Records drawn from a dataset:
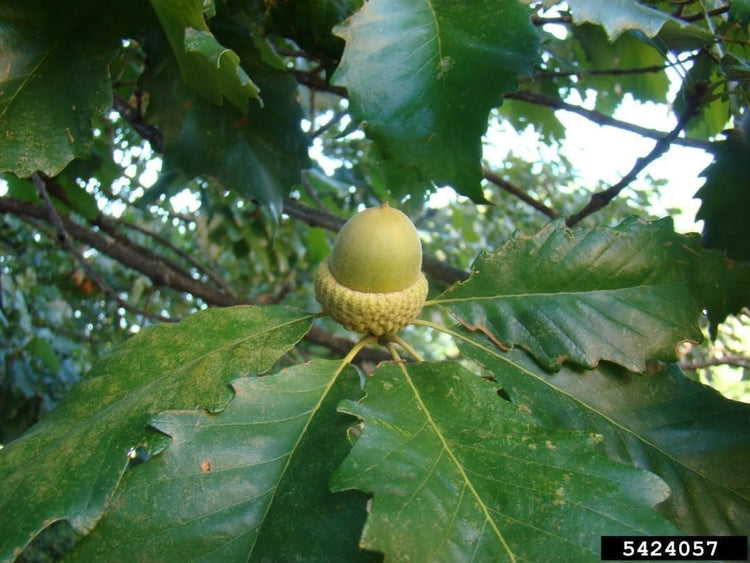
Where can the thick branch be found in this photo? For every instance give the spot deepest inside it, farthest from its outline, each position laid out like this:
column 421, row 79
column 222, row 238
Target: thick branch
column 601, row 199
column 64, row 238
column 132, row 257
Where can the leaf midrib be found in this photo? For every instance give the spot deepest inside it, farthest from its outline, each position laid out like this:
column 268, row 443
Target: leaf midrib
column 446, row 448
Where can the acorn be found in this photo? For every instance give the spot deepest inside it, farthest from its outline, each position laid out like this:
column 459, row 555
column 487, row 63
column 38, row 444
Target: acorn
column 372, row 282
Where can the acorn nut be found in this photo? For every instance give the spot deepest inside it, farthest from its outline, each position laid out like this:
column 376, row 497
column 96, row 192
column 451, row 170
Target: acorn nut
column 372, row 282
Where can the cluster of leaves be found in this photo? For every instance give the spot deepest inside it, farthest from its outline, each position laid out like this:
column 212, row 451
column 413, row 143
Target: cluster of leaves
column 222, row 436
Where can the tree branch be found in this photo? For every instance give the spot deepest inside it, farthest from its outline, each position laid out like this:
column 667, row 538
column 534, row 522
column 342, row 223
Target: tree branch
column 520, row 194
column 64, row 238
column 133, row 257
column 601, row 199
column 602, row 119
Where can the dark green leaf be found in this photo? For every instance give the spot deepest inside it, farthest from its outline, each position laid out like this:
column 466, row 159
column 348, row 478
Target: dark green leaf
column 619, row 16
column 207, row 67
column 695, row 439
column 309, row 24
column 248, row 483
column 460, row 474
column 739, row 10
column 54, row 81
column 725, row 196
column 721, row 285
column 625, row 54
column 423, row 76
column 581, row 295
column 714, row 112
column 69, row 464
column 258, row 155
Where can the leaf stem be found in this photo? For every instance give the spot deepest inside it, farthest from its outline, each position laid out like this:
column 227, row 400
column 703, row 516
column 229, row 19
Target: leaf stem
column 395, row 338
column 364, row 341
column 441, row 328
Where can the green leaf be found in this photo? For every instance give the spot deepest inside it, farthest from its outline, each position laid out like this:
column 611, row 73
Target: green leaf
column 619, row 16
column 44, row 351
column 721, row 285
column 207, row 67
column 258, row 155
column 460, row 474
column 308, row 23
column 739, row 11
column 685, row 432
column 583, row 295
column 715, row 111
column 725, row 198
column 627, row 52
column 248, row 483
column 54, row 80
column 423, row 75
column 69, row 464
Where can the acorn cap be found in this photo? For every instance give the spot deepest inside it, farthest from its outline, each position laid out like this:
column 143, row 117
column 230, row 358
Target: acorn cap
column 369, row 313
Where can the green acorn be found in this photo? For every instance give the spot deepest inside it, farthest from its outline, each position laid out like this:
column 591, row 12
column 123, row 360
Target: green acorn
column 372, row 282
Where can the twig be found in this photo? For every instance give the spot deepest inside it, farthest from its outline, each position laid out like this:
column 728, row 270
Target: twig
column 64, row 238
column 182, row 254
column 338, row 116
column 342, row 346
column 600, row 199
column 318, row 83
column 603, row 72
column 541, row 20
column 602, row 119
column 520, row 194
column 135, row 118
column 134, row 258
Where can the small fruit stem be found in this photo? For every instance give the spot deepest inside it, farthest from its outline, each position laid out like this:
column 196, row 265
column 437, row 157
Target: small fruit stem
column 395, row 338
column 364, row 341
column 393, row 351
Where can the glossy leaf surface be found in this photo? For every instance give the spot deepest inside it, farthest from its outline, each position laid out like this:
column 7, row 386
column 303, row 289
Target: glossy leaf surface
column 207, row 67
column 583, row 295
column 423, row 75
column 457, row 473
column 695, row 439
column 69, row 464
column 54, row 81
column 249, row 483
column 258, row 155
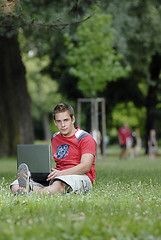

What you need to do:
Each line of the data above must be reproduced as written. Skip the pictures.

Reply to the exercise:
Where can the thick branch be found in this photo? For every instance give the spot deepest inside it, farthest from its outline, each position laid out like this:
column 421, row 79
column 222, row 238
Target: thick branch
column 601, row 199
column 64, row 238
column 132, row 257
Where can the leaf midrib be found in this photo? For every instance give the spot deepest inside it, farthest from its outline, each position laid out like this:
column 268, row 443
Target: leaf midrib
column 446, row 448
Where can the acorn be found in this photo? For every instance give the spot deepest inside it, farthest from its outline, each position laid out like this:
column 459, row 555
column 487, row 63
column 38, row 444
Target: acorn
column 372, row 282
Where can the acorn nut be found in this photo? For every instance give the spot deepest inside it, farthest from its outline, each position laid out like this:
column 376, row 497
column 96, row 192
column 451, row 170
Target: acorn nut
column 372, row 282
Where can the cluster of leaves be found in this photo? For every instance give the spot deepest inside it, farthest from its outline, each position laid out like this:
column 212, row 451
column 413, row 143
Target: cluster of leaves
column 222, row 436
Where can the tree branch be found in this photo? For every instance give the spot deepest inside it, farthest from its outline, each position laid out like this:
column 667, row 538
column 534, row 522
column 342, row 223
Target: tree branch
column 520, row 194
column 64, row 238
column 133, row 257
column 601, row 199
column 602, row 119
Where can the dark green leaf be found in this photo? For every instance give the spot deepest inside it, farthest from its outline, each position laid out like this:
column 466, row 159
column 348, row 478
Target: dark green leaf
column 619, row 16
column 207, row 67
column 695, row 439
column 309, row 24
column 248, row 483
column 460, row 474
column 739, row 10
column 54, row 81
column 725, row 196
column 721, row 285
column 625, row 54
column 423, row 76
column 581, row 295
column 714, row 112
column 69, row 464
column 258, row 155
Where can the leaf stem be found in this photo? For every instance give the spot deepest inside it, farthest from its outline, each position laid out like this:
column 227, row 400
column 703, row 516
column 229, row 19
Target: leaf stem
column 395, row 338
column 364, row 341
column 441, row 328
Where can the green leaf be found in this photo? For every instance give the spot deepest inside it, farthest from its outline, each position laid out like this:
column 611, row 73
Target: green leaf
column 619, row 16
column 44, row 351
column 721, row 285
column 207, row 67
column 258, row 155
column 460, row 474
column 308, row 23
column 739, row 11
column 685, row 432
column 583, row 295
column 715, row 111
column 725, row 198
column 627, row 52
column 248, row 483
column 54, row 80
column 423, row 75
column 69, row 464
Where can the acorn cap be found in this photo? For every instance give the spot deepest inside it, farthest from its outline, each position laid out like this:
column 143, row 117
column 230, row 358
Target: acorn cap
column 369, row 313
Where can the green acorn be found in this photo? For every instance give the spot deepest inside it, farthest from its outline, each position laid out like this:
column 591, row 12
column 123, row 360
Target: green acorn
column 372, row 282
Where can the twig be found in this photo? For every instance give the spot deepest inside it, farthest from its outline, each position laid out like this:
column 728, row 270
Target: twig
column 64, row 238
column 182, row 254
column 338, row 116
column 342, row 346
column 600, row 199
column 318, row 83
column 603, row 72
column 541, row 20
column 602, row 119
column 520, row 194
column 135, row 118
column 134, row 258
Where can the small fruit stem be found in this photo? For every instance give the spot deepest inside it, farthest from its outline, each position laid out like this:
column 196, row 265
column 437, row 157
Target: small fruit stem
column 395, row 338
column 364, row 341
column 393, row 351
Where can the glossy leaf surface be found in this photo? For every instance give the spot deepest inside it, farthest from its outline, each position laid out like this:
column 7, row 386
column 303, row 289
Target: glossy leaf surface
column 207, row 67
column 583, row 295
column 423, row 75
column 457, row 473
column 695, row 439
column 69, row 464
column 54, row 81
column 249, row 483
column 258, row 155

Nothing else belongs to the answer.